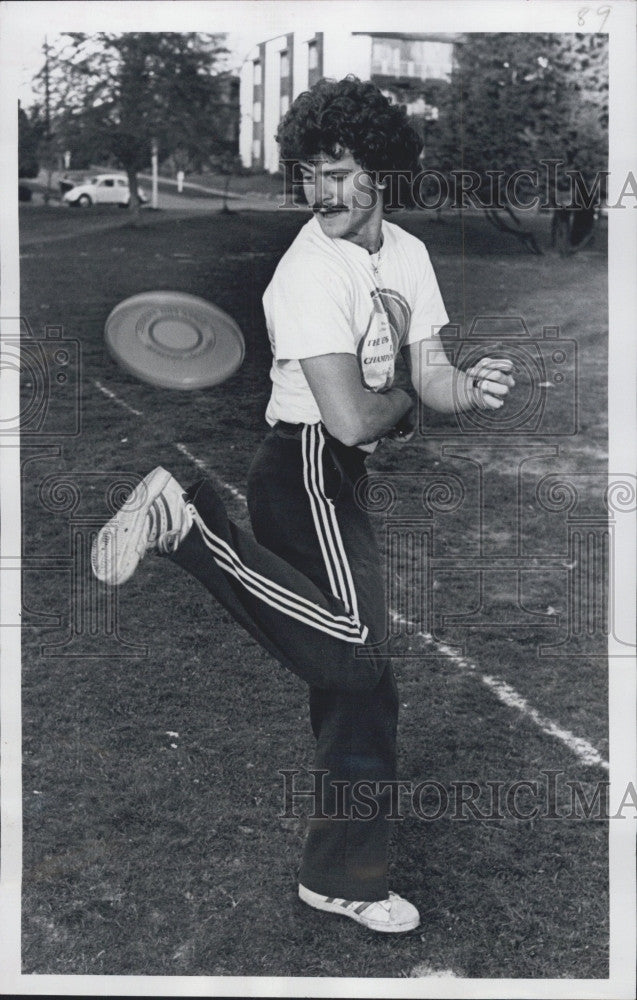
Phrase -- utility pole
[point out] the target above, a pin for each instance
(47, 121)
(154, 162)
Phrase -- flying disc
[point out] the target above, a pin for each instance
(174, 340)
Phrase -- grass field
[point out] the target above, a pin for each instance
(153, 841)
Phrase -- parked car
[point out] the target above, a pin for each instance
(103, 189)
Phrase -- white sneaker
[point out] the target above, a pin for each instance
(393, 915)
(155, 516)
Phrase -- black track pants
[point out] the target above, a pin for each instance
(309, 588)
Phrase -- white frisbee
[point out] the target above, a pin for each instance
(174, 340)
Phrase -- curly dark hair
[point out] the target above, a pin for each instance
(353, 115)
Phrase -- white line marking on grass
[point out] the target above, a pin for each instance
(510, 697)
(424, 971)
(116, 399)
(503, 691)
(232, 490)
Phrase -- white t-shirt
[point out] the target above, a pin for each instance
(327, 298)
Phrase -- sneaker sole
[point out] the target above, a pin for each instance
(319, 903)
(115, 565)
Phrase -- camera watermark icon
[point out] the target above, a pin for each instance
(535, 533)
(49, 369)
(545, 401)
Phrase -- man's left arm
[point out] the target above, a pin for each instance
(447, 389)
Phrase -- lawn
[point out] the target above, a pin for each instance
(153, 837)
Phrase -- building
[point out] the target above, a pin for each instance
(277, 70)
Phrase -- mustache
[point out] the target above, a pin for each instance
(316, 207)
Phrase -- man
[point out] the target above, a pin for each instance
(350, 293)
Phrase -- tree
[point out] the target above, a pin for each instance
(120, 93)
(29, 133)
(517, 101)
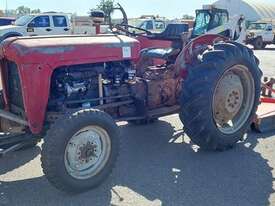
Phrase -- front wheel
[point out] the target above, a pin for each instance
(80, 150)
(220, 96)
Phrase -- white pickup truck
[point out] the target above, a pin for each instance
(260, 34)
(43, 24)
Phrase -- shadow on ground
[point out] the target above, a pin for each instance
(158, 168)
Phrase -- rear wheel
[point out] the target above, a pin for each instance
(80, 150)
(220, 96)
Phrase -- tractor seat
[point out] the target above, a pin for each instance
(160, 53)
(167, 54)
(171, 33)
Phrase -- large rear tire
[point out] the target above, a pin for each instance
(80, 150)
(220, 96)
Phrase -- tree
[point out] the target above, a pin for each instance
(186, 16)
(22, 10)
(106, 6)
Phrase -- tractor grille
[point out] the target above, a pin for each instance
(14, 86)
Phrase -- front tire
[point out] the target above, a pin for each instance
(80, 150)
(220, 96)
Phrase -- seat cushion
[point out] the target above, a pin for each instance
(159, 53)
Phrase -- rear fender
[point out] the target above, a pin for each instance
(193, 48)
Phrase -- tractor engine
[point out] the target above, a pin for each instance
(106, 83)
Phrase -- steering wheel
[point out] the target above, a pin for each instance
(125, 28)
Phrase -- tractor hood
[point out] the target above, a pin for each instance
(67, 50)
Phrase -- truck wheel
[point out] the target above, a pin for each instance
(258, 43)
(80, 150)
(220, 96)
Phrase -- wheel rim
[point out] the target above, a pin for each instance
(87, 152)
(233, 99)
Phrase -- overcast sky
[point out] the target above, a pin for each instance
(168, 8)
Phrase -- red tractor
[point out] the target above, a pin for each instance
(71, 90)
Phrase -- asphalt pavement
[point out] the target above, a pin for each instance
(159, 166)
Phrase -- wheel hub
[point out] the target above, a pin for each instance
(87, 152)
(228, 98)
(233, 99)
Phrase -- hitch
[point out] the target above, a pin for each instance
(14, 142)
(265, 118)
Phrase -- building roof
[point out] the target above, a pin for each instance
(253, 10)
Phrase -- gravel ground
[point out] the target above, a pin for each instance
(159, 166)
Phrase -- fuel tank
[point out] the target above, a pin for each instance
(70, 49)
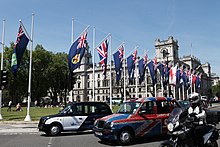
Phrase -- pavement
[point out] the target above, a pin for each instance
(18, 127)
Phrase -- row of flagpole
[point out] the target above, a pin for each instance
(27, 118)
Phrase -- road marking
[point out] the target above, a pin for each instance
(50, 142)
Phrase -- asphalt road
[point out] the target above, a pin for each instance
(65, 140)
(22, 134)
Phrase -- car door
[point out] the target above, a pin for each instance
(163, 111)
(74, 118)
(150, 125)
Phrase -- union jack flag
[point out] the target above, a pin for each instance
(103, 54)
(77, 51)
(131, 64)
(118, 56)
(142, 66)
(82, 40)
(19, 49)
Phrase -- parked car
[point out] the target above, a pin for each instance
(76, 116)
(212, 116)
(141, 117)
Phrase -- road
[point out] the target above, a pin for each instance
(19, 134)
(65, 140)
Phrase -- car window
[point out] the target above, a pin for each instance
(104, 109)
(77, 109)
(163, 107)
(148, 107)
(91, 109)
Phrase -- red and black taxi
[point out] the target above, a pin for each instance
(143, 117)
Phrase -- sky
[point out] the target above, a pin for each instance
(194, 23)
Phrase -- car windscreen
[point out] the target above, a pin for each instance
(66, 110)
(129, 107)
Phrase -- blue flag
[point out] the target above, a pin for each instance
(19, 48)
(131, 65)
(118, 56)
(152, 72)
(76, 52)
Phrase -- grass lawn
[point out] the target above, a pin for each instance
(35, 113)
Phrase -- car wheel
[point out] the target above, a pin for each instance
(55, 129)
(125, 137)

#####

GIVEN REQUEST »
Copy every line above word for word, omitting the picture markers.

THE COMPLETED TASK »
Phrase -- utility pole
[point out] the target above, a pin for each instance
(47, 121)
(154, 162)
Phrase -- flying disc
[point out] the target above, a pin for each instance
(174, 340)
Phrase -- grass field
[point out] the target above, a pin for each instance
(153, 841)
Phrase -- parked car
[point out] the target above, a pin for each instance
(103, 189)
Phrase -- white sneaker
[point out] the target above, a pin for each instance
(393, 915)
(155, 516)
Phrase -- black track pants
[point out] the target above, a pin for each instance
(309, 588)
Phrase -- white frisbee
[point out] the target above, a pin for each instance
(174, 340)
Phrase -- curly dark hair
[point out] the target above, a pin for each instance
(353, 115)
Phrase -- white line marking on grass
[point out] the target above, a pin for each instance
(510, 697)
(424, 971)
(116, 399)
(503, 691)
(232, 490)
Phrase -- white t-shirt
[point out] the target above, a pin for each instance
(327, 298)
Phrase -- sneaker sole
[point out] the target above, a pin for each instance
(319, 903)
(115, 565)
Phrase -- camera watermark icon
[point out] the target above, a pin for each instance
(535, 533)
(49, 369)
(545, 401)
Phrase -- man's left arm
[point out] the target above, a pin for each instance
(447, 389)
Phrase -- lawn
[point out] the target above, a pin for each instance
(153, 837)
Phrase -- building
[point out] the target above, a pin for each instance
(277, 70)
Phrase -- mustache
[point out] the target above, a pin for each instance
(316, 207)
Phrase -- man
[point out] the target above, a pin for each instance
(350, 293)
Phrase -- tree
[point out] the target above, a pin for each instance
(120, 93)
(29, 133)
(517, 101)
Phrase -- front wheel
[point out] the target above, a pin for each instance
(80, 150)
(220, 96)
Phrase -- white pickup truck
[point out] the target above, a pin for each instance
(260, 34)
(43, 24)
Phrase -- shadow on ground
[point out] the target above, a pin for each instance
(158, 168)
Phrase -- rear wheel
[point out] the target above, a pin for each instance
(80, 150)
(220, 96)
Phrase -- tractor seat
[point out] the target above, a pin for each instance
(160, 53)
(167, 54)
(171, 33)
Phrase -- large rear tire
[point out] the target above, a pin for each instance
(80, 150)
(220, 96)
Phrase -- tree
[point out] the target above, a pin for each instance
(186, 16)
(22, 10)
(106, 6)
Phrase -- tractor grille
[point out] the target above, a pin for each instance
(14, 86)
Phrase -- front tire
[point out] the target above, a pin for each instance
(80, 150)
(220, 96)
Phrase -- seat cushion
[point out] the target above, a pin for each instance
(159, 53)
Phrase -- rear fender
[point out] the target above, a pin for each instance
(193, 48)
Phrase -- tractor engine
[point out] the target above, a pin for each instance
(106, 83)
Phrase -- steering wheel
[point out] the target above, a pin for each instance
(125, 28)
Phrase -- tractor hood
[point out] the target above, a pin for each instance
(67, 50)
Phrase -- truck wheel
[point out] the target above, a pin for each instance
(258, 43)
(80, 150)
(220, 96)
Phrase -- wheel rim
[point out] the target above, a pin for each instance
(87, 152)
(233, 99)
Phrase -- overcast sky
[point out] the target above, a pin for each instance
(168, 8)
Phrase -- red tractor
[point out] the target above, a pin for each instance
(71, 90)
Phrase -- asphalt pavement
[point out] the target above, a pin for each instance
(159, 166)
Phrase -- wheel hub
[point out] the target above, a pin for each instance
(87, 152)
(228, 98)
(233, 99)
Phrase -- hitch
[point out] the target above, a pin for each instance
(14, 142)
(265, 118)
Phrase -- building roof
[point out] the target above, a pin for each instance
(253, 10)
Phrase -- gravel ground
[point out] the target above, a pin for each instance
(159, 166)
Phrase -- fuel tank
[point out] the target above, a pin for each instance
(70, 49)
Phrase -- pavement
[point out] the target above, a pin for each instance
(18, 127)
Phrase -- row of flagpole
[point out] the target above, a pin for each instance
(27, 118)
Phrase -- road marking
[point out] the target above, a pin for each instance
(50, 142)
Phrase -- asphalt road
[point out] the target above, a pin for each instance
(65, 140)
(22, 134)
Phrase -- car door
[point out] the target above, a pin for each instance
(163, 111)
(74, 118)
(150, 125)
Phrase -- union jack flag
[point out] the target above, a pin for each instance
(103, 54)
(77, 51)
(131, 64)
(118, 56)
(142, 66)
(82, 40)
(19, 49)
Phrase -- parked car
[point out] the target above, a pin for each instance
(76, 116)
(212, 116)
(141, 117)
Phrase -- road
[point out] the target above, a pin for each instance
(19, 134)
(65, 140)
Phrase -- car window
[point out] the target above, a pin for each instance
(104, 109)
(77, 109)
(163, 107)
(148, 107)
(91, 109)
Phrase -- red and black taxi
[point out] the target above, a pin for each instance
(143, 117)
Phrase -- sky
[point out] the target above, a pin for each instance
(194, 23)
Phrase -- car windscreen
[point out] the target above, a pin for each instance
(66, 110)
(129, 107)
Phrase -- blue flag
[point out] the target above, a pin for each instance
(19, 48)
(131, 65)
(118, 56)
(152, 72)
(76, 52)
Phrase -- grass lawn
[point out] the target above, a pin for each instance
(35, 113)
Phrase -- car wheel
[point out] the target above, a pin for each instance
(55, 129)
(125, 137)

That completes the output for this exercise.